◆ **Text**

In creative works, one of the common rules is a character who either has or is diagnosed early on with a terminal condition will be dead at the end (i.e., Chekhov’s Cough). However, this rule is not a constant since there are times a doomed character will get a temporary stay of execution from his or her creator. This thread is about those exceptions.
The first example that comes my mind is the lesser-known Burt Reynolds movie, The End. Burt’s character, a crooked real estate agent, is diagnosed with an unspecified incurable illness in the opening scene. He’s still running around when the credits roll.
A similar plot is found in the Adam Sandler movie Funny People, though according to the Wikipedia article the character is told at one point that his fatal illness is in remission. The character was told early on that he had a terminal condition, so the movie may (or may not) fit your criteria.
2005’s Constantine also features a character given a terminal diagnosis who is alive at the end (though through supernatural intervention in that case).
In the TV series House, the titular character’s friend Wilson was diagnosed with terminal brain cancer at the beginning of the last season. The series ends with the two of them on motorcycles, about to hit the open road and ride free for as long as they can.
As the TV series St. Elsewhere began, Dr. Daniel Auschlander (Norman Lloyd) had been diagnosed with metastatic liver cancer, with a very poor prognosis. Over the course of the series, his cancer went into remission, and the character survived through all six seasons of the series.
In the well-known series finale, Auschlander dies – but from a stroke, not cancer. However, when the final scene of the episode suggests that all of the events seen in the series have been in the imagination of Tommy Westphall (the autistic son of Dr. Donald Westphall), Auschlander is shown to be alive, and is apparently Tommy’s grandfather.
In some movies the effort to save someone with a terminal condition is the whole point of the plot, like Lorenzo’s Oil. These may not be in the spirit of the OP.
Lorenzo, a boy with an untreatable fatal genetic disorder, is predicted to die within two years, but his parents figure out a treatment that saves his life.
There was a series of mystery short stories about a detective who got a terminal diagnosis in the first one and continued to solve crimes. I don’t recall the name or author.
Way back in the 1960s there was a series called Run for Your Life, where a terminally ill man decides to do everything he hasn’t done yet, going from place to place, touching the lives of everyone he encounters.
Actually, it was The Fugitive, except instead of Lt. Gerard chasing the hero, it’s the Grim Reaper.

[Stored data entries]
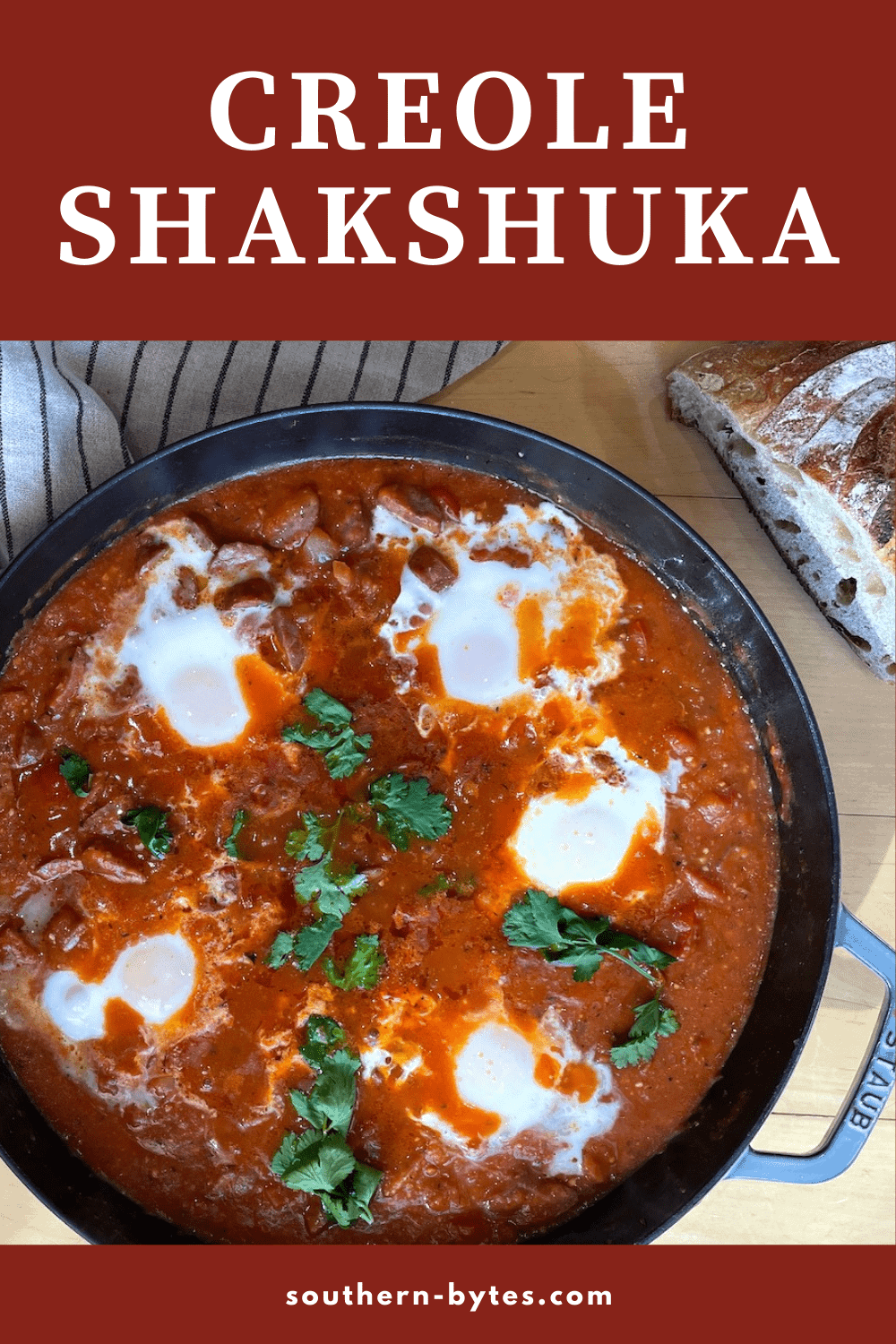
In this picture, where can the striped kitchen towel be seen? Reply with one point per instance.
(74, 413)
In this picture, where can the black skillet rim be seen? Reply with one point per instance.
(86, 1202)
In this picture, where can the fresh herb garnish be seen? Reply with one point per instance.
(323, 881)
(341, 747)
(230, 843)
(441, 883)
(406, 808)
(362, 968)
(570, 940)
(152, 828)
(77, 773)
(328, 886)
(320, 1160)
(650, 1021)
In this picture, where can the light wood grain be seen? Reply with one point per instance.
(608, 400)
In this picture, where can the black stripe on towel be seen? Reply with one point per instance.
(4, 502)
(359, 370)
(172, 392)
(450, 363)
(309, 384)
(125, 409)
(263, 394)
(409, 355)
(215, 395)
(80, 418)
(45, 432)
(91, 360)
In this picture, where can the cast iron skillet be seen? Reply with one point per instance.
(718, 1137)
==
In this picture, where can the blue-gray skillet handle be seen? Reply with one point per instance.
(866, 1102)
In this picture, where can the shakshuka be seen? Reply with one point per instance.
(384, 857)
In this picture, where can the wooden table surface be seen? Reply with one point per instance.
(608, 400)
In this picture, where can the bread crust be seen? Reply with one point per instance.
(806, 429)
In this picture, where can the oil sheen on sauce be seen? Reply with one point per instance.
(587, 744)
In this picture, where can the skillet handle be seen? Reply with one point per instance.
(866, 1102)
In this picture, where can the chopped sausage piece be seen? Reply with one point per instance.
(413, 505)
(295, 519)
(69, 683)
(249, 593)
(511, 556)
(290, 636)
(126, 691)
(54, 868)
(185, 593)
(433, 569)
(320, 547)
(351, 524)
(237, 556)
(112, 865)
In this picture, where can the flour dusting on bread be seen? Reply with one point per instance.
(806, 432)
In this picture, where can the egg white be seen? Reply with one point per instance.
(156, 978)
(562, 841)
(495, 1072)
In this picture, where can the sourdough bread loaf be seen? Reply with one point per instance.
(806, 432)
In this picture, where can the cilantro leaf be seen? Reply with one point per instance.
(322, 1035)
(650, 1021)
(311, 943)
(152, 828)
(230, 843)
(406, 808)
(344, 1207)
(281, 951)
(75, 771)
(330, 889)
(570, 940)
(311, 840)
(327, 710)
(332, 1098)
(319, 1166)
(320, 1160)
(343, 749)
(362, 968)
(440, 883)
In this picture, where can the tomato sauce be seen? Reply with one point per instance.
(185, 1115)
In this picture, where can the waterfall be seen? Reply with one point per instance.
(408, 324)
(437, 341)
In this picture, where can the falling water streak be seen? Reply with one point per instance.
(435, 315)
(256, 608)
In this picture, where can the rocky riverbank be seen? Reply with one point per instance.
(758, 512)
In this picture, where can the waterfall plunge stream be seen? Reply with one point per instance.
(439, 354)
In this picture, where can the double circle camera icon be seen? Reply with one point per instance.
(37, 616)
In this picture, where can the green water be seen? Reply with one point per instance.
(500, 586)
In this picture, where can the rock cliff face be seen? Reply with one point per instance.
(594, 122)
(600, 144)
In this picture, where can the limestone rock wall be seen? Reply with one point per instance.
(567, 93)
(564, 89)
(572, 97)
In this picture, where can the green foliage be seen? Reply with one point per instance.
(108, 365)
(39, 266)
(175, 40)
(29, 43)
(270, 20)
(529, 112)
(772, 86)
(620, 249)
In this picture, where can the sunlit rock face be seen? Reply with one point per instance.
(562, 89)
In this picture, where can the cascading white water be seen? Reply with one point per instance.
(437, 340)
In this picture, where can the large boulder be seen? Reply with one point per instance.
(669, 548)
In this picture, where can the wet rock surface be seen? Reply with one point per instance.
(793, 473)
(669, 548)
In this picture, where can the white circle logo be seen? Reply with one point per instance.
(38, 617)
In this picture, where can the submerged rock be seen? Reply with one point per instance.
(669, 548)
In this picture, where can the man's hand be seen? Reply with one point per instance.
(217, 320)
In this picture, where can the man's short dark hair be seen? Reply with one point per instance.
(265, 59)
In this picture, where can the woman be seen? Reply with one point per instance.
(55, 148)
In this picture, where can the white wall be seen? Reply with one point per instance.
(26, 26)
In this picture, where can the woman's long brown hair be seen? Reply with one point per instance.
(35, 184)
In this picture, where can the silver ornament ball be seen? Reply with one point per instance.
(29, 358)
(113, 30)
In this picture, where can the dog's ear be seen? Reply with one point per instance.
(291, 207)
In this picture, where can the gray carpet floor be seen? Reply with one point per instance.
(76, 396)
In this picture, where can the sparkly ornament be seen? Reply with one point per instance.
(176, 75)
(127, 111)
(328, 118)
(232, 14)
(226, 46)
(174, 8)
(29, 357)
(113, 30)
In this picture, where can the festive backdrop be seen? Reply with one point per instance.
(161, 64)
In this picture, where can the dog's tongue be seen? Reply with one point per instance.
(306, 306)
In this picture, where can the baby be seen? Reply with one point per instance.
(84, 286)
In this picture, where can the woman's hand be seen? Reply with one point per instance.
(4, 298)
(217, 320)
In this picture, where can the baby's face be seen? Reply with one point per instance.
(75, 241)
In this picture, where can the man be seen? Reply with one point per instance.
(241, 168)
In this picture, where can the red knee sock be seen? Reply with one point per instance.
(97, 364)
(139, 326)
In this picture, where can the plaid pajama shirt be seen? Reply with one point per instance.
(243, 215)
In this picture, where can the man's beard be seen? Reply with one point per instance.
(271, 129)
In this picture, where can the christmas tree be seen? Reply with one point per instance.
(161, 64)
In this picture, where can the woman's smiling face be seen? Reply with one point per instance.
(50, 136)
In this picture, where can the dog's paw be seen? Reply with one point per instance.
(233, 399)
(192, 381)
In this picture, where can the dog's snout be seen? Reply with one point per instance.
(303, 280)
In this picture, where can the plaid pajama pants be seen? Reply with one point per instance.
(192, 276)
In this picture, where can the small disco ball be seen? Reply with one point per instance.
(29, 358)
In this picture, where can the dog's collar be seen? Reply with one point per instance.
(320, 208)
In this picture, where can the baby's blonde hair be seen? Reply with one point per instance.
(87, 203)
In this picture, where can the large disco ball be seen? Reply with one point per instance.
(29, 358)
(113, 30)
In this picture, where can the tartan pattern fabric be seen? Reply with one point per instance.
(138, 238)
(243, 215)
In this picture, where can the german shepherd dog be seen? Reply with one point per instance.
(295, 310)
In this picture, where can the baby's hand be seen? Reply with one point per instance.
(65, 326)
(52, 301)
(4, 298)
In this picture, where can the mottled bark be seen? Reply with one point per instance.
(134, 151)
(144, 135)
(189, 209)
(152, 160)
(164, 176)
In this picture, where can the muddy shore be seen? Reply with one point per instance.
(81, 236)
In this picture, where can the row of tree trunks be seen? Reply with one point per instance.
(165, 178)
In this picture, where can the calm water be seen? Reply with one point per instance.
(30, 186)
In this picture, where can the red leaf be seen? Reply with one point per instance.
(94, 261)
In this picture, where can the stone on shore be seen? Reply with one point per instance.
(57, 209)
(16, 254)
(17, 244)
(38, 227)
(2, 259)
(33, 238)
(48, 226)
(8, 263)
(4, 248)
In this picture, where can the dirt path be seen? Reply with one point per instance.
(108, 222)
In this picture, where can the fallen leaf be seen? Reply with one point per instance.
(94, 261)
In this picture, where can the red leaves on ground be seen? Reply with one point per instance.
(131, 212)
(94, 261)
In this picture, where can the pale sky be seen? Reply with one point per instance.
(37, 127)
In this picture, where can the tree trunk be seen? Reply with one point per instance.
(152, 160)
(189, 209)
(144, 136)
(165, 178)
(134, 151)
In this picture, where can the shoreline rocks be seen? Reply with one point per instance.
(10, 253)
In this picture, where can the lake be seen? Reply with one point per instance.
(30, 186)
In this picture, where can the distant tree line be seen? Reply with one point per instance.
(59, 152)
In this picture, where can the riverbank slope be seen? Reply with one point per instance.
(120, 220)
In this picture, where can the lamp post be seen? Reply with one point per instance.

◆ **Work instructions**
Can you reproduce the thread about doomed characters who survive word for word, between "In the well-known" and "saves his life.", inclusive?

◆ **Result below**
In the well-known series finale, Auschlander dies – but from a stroke, not cancer. However, when the final scene of the episode suggests that all of the events seen in the series have been in the imagination of Tommy Westphall (the autistic son of Dr. Donald Westphall), Auschlander is shown to be alive, and is apparently Tommy’s grandfather.
In some movies the effort to save someone with a terminal condition is the whole point of the plot, like Lorenzo’s Oil. These may not be in the spirit of the OP.
Lorenzo, a boy with an untreatable fatal genetic disorder, is predicted to die within two years, but his parents figure out a treatment that saves his life.